Task to carry out =>
Tally every line of the listing below that holds "stone", then give the tally alone.

Raw data =>

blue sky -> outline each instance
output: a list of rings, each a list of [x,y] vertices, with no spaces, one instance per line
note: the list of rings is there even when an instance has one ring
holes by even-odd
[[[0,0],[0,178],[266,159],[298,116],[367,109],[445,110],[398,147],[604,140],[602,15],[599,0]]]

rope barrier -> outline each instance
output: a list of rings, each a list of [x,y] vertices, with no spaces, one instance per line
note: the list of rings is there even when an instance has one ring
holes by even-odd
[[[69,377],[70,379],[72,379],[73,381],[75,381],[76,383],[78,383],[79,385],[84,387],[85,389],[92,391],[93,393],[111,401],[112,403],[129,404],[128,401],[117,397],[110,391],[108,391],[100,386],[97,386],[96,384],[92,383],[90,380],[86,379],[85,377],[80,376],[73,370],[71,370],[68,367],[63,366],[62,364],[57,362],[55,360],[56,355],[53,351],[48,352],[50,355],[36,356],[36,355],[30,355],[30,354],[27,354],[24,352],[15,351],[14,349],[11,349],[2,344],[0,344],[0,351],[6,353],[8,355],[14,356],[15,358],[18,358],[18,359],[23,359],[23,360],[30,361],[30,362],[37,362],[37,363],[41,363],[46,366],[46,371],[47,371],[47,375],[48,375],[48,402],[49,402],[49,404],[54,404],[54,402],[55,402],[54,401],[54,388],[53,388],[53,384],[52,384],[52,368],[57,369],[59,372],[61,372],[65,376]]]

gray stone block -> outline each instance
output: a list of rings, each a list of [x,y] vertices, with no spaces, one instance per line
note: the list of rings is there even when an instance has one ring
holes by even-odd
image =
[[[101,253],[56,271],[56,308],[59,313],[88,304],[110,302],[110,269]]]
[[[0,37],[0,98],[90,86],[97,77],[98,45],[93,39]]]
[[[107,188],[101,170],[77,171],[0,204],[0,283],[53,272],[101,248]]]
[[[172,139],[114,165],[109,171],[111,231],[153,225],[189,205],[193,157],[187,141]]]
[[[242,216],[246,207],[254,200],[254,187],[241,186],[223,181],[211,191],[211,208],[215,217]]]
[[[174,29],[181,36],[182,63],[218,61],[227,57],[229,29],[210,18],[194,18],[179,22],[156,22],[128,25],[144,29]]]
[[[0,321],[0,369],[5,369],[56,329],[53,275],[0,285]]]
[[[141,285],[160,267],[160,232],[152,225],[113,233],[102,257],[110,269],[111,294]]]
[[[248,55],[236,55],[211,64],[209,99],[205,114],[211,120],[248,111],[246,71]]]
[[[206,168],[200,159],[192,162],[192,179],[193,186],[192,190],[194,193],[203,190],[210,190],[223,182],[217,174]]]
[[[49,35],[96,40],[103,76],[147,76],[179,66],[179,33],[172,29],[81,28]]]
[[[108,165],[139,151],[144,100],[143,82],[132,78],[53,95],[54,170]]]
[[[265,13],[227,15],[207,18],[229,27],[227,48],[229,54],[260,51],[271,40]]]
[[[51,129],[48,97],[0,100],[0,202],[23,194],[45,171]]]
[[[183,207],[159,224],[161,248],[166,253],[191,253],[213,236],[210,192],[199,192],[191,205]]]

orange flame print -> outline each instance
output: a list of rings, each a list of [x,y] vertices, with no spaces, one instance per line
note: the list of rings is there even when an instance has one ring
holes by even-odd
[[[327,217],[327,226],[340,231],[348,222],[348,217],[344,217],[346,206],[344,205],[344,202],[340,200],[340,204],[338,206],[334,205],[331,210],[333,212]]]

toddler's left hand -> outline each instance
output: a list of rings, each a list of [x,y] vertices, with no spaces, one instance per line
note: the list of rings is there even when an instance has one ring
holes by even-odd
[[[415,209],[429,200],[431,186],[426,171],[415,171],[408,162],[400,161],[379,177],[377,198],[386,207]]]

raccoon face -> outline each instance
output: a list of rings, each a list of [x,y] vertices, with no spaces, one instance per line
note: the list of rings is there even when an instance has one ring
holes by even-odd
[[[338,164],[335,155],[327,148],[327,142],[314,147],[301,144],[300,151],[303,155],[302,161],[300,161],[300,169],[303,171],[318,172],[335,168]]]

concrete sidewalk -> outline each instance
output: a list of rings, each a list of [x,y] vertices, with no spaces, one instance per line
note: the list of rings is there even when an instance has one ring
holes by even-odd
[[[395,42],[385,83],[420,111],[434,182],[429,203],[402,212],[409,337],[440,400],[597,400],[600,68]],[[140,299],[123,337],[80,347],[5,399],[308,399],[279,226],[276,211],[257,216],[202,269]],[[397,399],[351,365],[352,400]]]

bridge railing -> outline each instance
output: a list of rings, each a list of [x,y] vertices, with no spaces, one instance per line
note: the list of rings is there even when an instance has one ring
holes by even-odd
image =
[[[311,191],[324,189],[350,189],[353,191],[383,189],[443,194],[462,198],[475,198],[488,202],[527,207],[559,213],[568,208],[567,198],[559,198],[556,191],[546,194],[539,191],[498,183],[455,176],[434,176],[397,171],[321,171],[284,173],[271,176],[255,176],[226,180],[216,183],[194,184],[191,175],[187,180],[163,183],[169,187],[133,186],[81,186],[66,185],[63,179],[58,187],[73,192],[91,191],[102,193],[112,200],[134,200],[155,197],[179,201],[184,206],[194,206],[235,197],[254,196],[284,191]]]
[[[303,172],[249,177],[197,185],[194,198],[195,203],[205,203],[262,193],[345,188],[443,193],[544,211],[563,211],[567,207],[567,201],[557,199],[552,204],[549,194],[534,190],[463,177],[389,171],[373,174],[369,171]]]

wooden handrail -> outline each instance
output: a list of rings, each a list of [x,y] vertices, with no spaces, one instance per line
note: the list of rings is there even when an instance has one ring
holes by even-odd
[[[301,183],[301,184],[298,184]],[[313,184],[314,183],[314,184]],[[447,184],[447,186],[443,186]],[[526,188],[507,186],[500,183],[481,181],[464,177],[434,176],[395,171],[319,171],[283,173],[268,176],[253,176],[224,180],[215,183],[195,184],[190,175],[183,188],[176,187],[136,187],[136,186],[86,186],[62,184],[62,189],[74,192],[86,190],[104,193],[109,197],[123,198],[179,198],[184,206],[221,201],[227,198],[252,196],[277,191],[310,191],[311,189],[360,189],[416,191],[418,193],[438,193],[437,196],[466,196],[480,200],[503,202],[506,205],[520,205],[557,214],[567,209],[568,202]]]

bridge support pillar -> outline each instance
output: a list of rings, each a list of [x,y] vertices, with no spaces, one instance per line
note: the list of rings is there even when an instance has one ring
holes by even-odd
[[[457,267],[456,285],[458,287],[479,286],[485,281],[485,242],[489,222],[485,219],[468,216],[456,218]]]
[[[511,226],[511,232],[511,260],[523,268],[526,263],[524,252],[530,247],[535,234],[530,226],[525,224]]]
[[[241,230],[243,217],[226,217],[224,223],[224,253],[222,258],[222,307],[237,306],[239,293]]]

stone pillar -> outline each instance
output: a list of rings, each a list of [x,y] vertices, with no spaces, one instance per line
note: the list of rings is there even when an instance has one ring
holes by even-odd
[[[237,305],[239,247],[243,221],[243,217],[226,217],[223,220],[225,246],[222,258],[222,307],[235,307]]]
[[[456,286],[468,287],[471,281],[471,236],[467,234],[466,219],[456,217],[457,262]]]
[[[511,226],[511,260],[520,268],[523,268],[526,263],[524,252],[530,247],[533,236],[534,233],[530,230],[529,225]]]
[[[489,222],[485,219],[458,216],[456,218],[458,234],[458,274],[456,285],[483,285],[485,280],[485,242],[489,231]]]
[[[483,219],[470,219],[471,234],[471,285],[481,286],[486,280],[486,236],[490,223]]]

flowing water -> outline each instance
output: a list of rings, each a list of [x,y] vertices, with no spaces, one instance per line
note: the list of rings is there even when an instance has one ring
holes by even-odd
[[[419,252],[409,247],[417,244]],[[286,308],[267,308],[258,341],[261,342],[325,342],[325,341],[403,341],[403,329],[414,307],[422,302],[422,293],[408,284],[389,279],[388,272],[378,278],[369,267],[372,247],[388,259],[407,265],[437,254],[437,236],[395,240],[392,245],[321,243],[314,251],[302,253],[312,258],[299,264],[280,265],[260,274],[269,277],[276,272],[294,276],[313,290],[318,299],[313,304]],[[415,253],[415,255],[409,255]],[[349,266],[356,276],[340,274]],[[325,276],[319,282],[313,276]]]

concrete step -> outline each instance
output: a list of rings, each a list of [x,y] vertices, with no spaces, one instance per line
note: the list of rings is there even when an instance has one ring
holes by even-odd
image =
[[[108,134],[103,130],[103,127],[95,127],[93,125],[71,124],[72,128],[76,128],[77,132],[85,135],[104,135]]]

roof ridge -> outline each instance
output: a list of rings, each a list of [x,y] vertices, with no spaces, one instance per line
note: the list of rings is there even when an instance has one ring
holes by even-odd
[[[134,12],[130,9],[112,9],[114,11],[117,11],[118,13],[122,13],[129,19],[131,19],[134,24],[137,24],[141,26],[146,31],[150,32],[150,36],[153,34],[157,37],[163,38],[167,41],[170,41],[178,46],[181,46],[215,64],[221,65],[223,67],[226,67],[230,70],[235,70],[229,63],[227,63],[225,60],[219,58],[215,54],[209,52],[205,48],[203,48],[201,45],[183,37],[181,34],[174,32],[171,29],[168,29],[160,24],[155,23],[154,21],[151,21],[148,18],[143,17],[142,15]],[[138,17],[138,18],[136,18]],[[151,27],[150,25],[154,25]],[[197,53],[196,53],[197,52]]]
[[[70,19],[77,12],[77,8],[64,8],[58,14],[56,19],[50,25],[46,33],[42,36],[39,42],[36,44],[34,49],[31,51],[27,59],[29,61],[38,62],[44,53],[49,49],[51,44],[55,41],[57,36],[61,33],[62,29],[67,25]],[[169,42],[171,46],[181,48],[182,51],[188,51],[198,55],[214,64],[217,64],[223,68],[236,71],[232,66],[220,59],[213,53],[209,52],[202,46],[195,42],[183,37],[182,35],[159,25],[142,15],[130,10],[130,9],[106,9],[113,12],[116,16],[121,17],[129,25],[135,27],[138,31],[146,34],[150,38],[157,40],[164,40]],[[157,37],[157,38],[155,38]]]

Response below =>
2